Of greater importance is the consideration of the influence of Christianity, and of the Church, on the investigation and elimination of disease. In this matter the Church deserves the severest censure. It is no exaggeration to say that she hindered the scientific progress of the world for centuries. She applied to the explanation of the causation of disease, the demon theories inherited from Egypt, Persia, and the East. The Bible itself reflects the views on demonology current at the time of the events recorded. If demons were the cause of disease, logically the treatment of diseases should have been in the hands of priests, not of physicians. The priests held that they were the proper people to interpret the will of the Almighty; diseases were direct dispensations of Providence.

"It is demons," says Origen, "which produce famine, unfruitfulness, corruptions of the air, and pestilence. They hover concealed in clouds, in the lower atmosphere, and are attracted by the blood and incense which the heathen offer to them as gods."[6] "All diseases of Christians," wrote Augustine, "are to be ascribed to these demons: chiefly do they torment fresh-baptized Christians, yea! even the guiltless new-born infants." Hippocrates, long before the Christian era, wrote with great wisdom in reference to the so-called sacred diseases: "To me it appears that such affections are just as much divine as all others are, and that no one disease is either more divine or more human than another; but all are alike divine, for each has its own nature, and no one arises without a natural cause."[7]

The devil might be driven out in disgust, it was thought, by the use of disgusting materials—ordure, the grease made from executed criminals, the livers of toads, the blood of rats, and so on. The same belief in demoniacal possession led to the most inhuman treatment of lunatics, and the Church in this respect is put to shame when we compare its action with the wiser and more humane practice of the Moors. This belief helped to strangle medical progress for centuries, and is directly attributable to the Church. As late as 1583, the Jesuit fathers at Vienna boasted that they had cast out 12,642 devils. That God dispenses both health and disease is a very different belief from that involved in "demoniacal possession." Travellers in remote parts of the East at the present day tell of alleged cases of demoniacal possession, but investigation does not reveal any difference between these cases and epilepsy or acute mania.

──────

— Exercise objective —
Summarize the passage on the Church and disease in three sentences.

— Recorded data —
──────

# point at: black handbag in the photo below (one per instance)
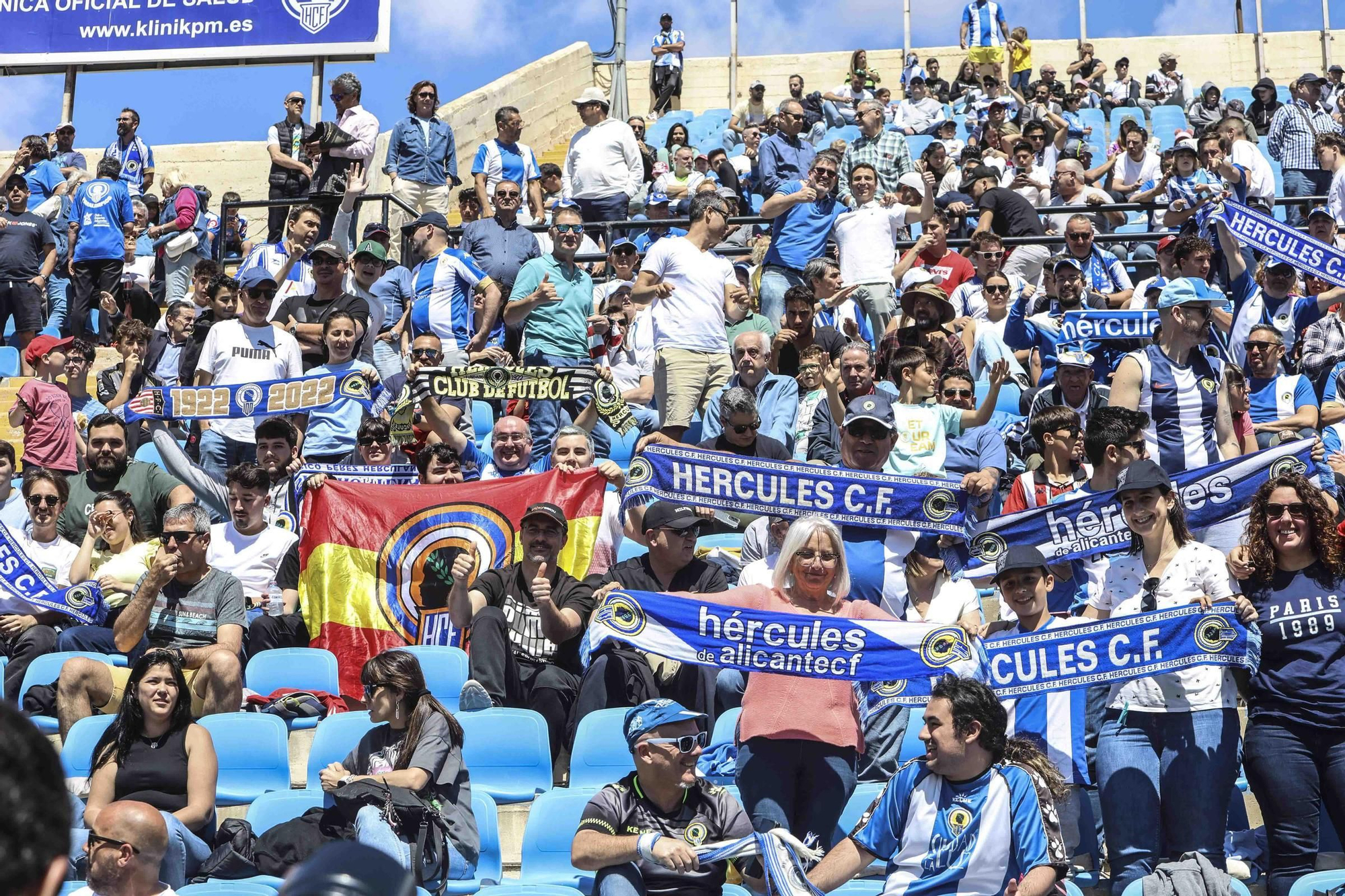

──────

— Answer area —
The passage argues that the Church hindered the world's scientific progress for centuries by explaining disease with demon theories inherited from Egypt, Persia, and the East, and that priests held diseases to be direct dispensations of Providence. Origen and Augustine blamed demons for pestilence and for all the diseases of Christians, while Hippocrates, long before the Christian era, held that no disease arises without a natural cause. The belief in demoniacal possession led to cures made from disgusting materials and to inhuman treatment of lunatics, compared poorly with the more humane practice of the Moors, and helped strangle medical progress.